* _Textauszug_
▼

EU-Kommissar Hahn: „Nur Österreich ist heute zu wenig“
Europa sei unsere Zukunftsversicherung, sagt der österreichische Kommissar und sieht gleichzeitig Reformbedarf.
Wie im Vorjahr hielt Johannes Hahn am Montag im österreichischen Parlament die Rede beim Festakt zum Europatag. Doch anders als im Vorjahr war der Plenarsaal heuer weniger gut besetzt mit österreichischen Abgeordneten – obwohl das Thema mit der Europawahl in einem Monat präsenter ist.
Die Europawahl am 9. Juni markiert einen Neuanfang nicht nur im EU-Parlament. Auch die Kommission wird sich neu formieren – und Johannes Hahn damit nach mehr als 14 Jahren Brüssel verlassen. Eine weitere Amtszeit hat er bereits ausgeschlossen, „daran ist nicht zu rütteln“, bekräftigte er am Montag.

▲

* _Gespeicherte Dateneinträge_
▼

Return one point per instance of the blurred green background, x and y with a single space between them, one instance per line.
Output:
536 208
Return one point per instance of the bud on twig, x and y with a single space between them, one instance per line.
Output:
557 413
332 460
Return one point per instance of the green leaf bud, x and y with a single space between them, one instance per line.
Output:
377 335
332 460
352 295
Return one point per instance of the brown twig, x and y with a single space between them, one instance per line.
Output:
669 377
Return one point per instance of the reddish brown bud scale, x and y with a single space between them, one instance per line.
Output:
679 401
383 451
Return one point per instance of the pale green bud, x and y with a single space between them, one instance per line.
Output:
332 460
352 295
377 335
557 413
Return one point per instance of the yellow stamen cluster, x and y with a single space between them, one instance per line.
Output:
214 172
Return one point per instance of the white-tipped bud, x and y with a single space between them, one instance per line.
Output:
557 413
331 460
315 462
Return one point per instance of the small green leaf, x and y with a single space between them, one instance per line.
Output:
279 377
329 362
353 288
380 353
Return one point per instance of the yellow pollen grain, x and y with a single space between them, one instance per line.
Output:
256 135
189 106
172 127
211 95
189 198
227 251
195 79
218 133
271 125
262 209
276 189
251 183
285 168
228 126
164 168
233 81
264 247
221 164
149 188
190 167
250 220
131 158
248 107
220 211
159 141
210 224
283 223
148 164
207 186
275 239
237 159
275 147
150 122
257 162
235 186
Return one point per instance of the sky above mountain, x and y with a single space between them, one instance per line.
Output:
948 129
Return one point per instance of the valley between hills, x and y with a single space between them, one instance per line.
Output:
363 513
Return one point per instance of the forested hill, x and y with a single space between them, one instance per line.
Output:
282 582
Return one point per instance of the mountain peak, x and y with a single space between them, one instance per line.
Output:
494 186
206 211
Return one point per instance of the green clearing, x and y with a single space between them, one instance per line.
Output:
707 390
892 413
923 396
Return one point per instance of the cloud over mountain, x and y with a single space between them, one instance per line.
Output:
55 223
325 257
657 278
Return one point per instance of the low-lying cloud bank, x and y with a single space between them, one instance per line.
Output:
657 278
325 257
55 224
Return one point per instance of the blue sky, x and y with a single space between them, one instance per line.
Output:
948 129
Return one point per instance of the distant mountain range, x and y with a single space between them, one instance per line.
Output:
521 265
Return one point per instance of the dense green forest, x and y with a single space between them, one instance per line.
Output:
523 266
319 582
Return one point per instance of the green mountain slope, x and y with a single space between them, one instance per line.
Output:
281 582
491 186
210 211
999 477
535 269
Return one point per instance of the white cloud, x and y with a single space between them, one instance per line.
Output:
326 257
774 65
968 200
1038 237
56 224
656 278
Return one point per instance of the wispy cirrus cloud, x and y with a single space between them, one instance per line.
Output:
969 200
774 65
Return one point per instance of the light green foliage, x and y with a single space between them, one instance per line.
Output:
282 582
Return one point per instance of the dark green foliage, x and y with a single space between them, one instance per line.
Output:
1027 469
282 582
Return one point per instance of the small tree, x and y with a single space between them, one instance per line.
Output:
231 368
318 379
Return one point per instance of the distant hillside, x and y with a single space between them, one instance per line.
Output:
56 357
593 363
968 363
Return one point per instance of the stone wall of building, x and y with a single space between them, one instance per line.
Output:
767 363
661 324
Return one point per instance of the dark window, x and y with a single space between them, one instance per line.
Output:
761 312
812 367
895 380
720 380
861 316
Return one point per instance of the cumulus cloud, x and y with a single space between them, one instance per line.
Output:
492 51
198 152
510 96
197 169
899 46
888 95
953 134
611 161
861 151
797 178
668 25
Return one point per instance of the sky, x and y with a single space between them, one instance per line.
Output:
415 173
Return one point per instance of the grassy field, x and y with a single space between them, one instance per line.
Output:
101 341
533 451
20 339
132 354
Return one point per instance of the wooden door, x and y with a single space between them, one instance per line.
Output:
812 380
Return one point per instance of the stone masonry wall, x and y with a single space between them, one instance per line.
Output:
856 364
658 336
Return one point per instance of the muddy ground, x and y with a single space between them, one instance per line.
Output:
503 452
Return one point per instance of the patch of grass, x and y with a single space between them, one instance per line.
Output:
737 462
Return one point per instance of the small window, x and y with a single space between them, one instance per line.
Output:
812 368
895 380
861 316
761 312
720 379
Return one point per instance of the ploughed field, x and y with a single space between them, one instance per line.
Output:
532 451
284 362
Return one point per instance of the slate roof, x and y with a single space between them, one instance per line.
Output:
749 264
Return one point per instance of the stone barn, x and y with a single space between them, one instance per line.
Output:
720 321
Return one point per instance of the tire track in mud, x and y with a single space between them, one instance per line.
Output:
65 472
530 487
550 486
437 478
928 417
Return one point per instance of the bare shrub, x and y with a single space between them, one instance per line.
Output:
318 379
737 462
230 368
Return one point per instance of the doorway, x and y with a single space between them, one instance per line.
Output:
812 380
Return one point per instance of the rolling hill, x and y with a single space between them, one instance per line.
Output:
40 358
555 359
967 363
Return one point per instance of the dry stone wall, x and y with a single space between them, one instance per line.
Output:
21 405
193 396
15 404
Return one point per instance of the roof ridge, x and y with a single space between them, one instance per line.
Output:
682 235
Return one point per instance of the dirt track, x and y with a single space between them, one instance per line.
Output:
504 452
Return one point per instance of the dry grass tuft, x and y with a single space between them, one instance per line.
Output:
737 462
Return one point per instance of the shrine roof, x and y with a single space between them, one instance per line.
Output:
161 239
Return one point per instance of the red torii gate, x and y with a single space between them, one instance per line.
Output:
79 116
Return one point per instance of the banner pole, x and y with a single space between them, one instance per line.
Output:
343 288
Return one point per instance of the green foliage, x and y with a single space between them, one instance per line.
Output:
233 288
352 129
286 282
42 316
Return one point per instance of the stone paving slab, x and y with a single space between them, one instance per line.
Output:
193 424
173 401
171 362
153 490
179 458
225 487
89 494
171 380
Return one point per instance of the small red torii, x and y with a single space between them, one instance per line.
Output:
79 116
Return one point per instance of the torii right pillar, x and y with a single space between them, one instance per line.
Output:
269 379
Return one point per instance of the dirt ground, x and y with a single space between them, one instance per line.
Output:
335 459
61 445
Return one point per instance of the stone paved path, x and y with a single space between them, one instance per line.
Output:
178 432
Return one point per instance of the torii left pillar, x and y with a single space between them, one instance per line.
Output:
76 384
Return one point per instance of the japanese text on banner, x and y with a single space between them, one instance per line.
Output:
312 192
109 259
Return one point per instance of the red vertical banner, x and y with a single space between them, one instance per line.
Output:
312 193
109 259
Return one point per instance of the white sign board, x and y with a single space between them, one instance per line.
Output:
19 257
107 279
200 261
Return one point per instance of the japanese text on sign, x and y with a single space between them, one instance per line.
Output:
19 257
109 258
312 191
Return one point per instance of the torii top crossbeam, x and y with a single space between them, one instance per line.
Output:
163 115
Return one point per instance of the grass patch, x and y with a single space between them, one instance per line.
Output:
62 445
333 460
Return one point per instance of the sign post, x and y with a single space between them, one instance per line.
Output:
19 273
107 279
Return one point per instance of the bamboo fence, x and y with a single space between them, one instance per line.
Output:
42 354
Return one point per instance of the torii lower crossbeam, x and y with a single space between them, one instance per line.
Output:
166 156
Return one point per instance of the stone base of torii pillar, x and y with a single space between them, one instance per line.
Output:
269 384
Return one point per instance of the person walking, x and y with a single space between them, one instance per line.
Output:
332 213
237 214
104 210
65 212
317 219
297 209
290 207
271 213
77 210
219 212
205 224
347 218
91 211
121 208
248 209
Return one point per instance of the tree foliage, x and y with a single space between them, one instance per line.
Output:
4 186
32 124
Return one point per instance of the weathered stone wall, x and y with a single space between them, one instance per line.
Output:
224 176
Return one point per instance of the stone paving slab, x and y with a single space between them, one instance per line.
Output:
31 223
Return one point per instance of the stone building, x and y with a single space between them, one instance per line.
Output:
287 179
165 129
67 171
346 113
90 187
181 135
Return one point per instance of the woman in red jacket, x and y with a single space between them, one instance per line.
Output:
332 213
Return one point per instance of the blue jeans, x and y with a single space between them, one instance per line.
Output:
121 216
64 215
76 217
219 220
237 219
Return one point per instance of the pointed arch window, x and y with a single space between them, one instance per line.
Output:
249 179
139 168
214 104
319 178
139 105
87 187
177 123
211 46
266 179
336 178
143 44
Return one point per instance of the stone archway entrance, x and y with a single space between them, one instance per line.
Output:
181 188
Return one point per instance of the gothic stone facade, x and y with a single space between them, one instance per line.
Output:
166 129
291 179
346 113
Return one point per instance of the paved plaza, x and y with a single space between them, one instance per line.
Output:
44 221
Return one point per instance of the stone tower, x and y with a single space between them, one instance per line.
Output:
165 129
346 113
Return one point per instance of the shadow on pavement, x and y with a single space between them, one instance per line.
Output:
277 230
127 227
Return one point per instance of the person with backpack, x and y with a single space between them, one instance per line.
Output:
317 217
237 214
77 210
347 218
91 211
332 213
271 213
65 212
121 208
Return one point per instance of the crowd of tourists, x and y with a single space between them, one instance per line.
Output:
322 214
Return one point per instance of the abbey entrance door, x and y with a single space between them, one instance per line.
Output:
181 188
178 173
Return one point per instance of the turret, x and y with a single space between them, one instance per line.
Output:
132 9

▲

* _Arbeitsauftrag_
Setze den Textauszug über die Europatagsrede von EU-Kommissar Johannes Hahn bitte nach dem letzten Satz fort.

* _Ergebnis der Aufgabe_
2010 war der ÖVP-Politiker von der damaligen österreichischen Regierung für den Kommissarsposten nominiert worden, seither war er für die Bereiche Regionalpolitik,
Nachbarschafts- und Erweiterungspolitik und zuletzt im Kabinett von Ursula von der Leyen für Finanzen und Verwaltung zuständig. Besonders beim EU-Budget sieht er heute Handlungsbedarf. Die gegenwärtige Struktur sei „nicht fit für die Zukunft“, sagte Hahn am Montag. Es gebe eine „Quasi-Obsession“, dass das EU-Budget ein Prozent der Wirtschaftsleistung ausmachen müsse. „Das wird sich aber nicht ausgehen, wenn man sich selbst ernst nimmt“, sagte der Kommissar und verwies auf die neuen Herausforderungen: Die EU sei nicht mehr in der „Komfortzone der vergangenen Jahre“, sagte Hahn, wo sie billige Energie aus Russland, Sicherheit aus den USA und billige Technologie aus China bezogen hat. „Die Situation hat sich dramatisch geändert und das muss sich auch im
Budget niederschlagen“, fordert Hahn. In welchen Größenordnung, lässt er offen. An erster Stelle müsse die Überlegung stehen, was man mit dem EU-Budget finanzieren will. Eine Erhöhung des Budgets sei grundsätzlich über die Beiträge der Mitgliedsstaaten möglich, aber auch durch neue, eigene Einnahmequellen der Kommission und über Finanzinstrumente wie Garantien.
Einsparungspotenzial sieht Hahn auch durch mehr Zusammenarbeit. Er verwies auf den Expertenbericht des ehemaligen italienischen Ministerpräsidenten Enrico Letta und dessen Schluss, dass der Binnenmarkt zwar gut, aber längst nicht vollendet sei.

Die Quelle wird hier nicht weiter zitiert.